Task goal>
Transcribe the data word for word, beginning with the line that contains "Each instance receives one keypoint. Mark the yellow" and continuing through the end of the data. Leave the pictures out of your answer.

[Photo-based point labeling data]
* Start *

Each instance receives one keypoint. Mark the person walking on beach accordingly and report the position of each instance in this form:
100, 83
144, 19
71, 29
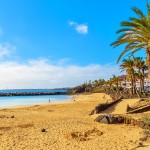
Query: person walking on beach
104, 97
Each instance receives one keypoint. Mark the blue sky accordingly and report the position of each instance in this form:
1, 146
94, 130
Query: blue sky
59, 43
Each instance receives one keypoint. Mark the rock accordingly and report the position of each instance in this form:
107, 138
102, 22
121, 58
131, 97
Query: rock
143, 138
103, 119
43, 130
141, 124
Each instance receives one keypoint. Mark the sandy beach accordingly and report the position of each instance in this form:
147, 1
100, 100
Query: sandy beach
20, 127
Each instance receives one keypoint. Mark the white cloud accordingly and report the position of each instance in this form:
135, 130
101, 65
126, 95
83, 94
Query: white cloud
1, 31
80, 28
43, 74
6, 50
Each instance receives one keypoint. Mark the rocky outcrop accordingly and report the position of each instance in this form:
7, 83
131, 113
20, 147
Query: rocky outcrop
102, 107
118, 119
142, 105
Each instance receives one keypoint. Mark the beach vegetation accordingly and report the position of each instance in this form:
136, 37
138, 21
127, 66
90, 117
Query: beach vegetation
135, 34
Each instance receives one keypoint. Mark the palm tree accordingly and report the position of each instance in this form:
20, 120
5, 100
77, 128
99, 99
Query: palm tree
115, 80
142, 67
128, 66
135, 34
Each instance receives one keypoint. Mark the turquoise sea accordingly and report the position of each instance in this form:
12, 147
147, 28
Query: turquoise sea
9, 101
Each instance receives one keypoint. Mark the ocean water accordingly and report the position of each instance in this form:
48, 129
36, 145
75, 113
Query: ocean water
31, 90
9, 101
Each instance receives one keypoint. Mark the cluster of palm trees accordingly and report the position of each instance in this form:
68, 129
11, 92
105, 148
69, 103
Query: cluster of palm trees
135, 69
135, 35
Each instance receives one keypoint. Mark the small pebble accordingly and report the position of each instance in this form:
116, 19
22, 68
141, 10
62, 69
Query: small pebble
43, 130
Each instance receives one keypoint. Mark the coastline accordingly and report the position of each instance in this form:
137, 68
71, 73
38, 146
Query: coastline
61, 120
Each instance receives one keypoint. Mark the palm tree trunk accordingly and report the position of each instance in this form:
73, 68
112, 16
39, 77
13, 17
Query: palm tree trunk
148, 62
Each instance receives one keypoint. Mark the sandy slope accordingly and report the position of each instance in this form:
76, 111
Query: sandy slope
63, 122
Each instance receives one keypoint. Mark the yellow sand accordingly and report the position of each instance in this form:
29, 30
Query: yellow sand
68, 127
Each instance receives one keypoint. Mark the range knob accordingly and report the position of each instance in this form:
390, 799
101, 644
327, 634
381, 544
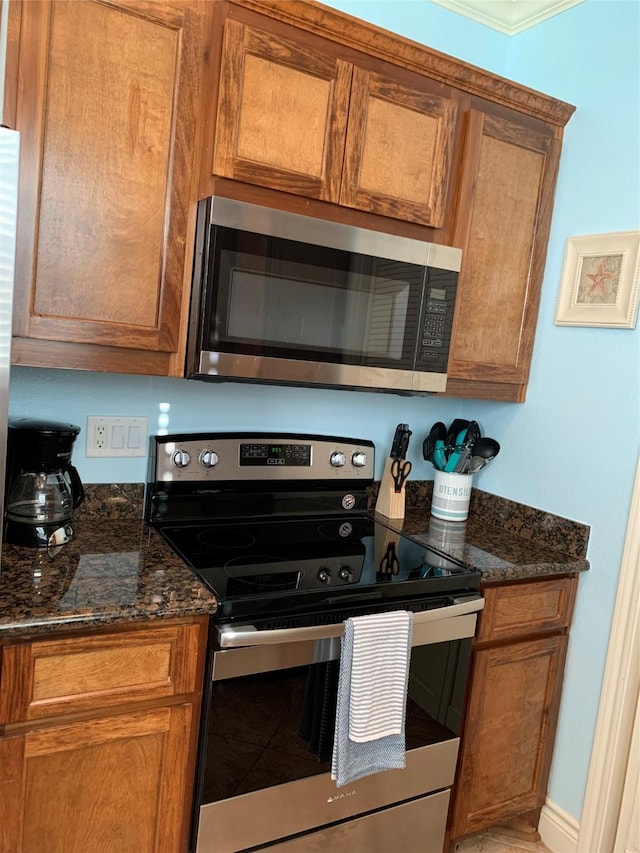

* End *

Expected answer>
Each instance receives one keypoint. Mark the yellow sand accordingly and report the position of each instance in this form:
29, 30
Query: yellow sand
68, 127
Each instance receives one keypoint. Mark the range knob accordingly and report the position of each instance in this form:
390, 799
101, 644
327, 634
381, 544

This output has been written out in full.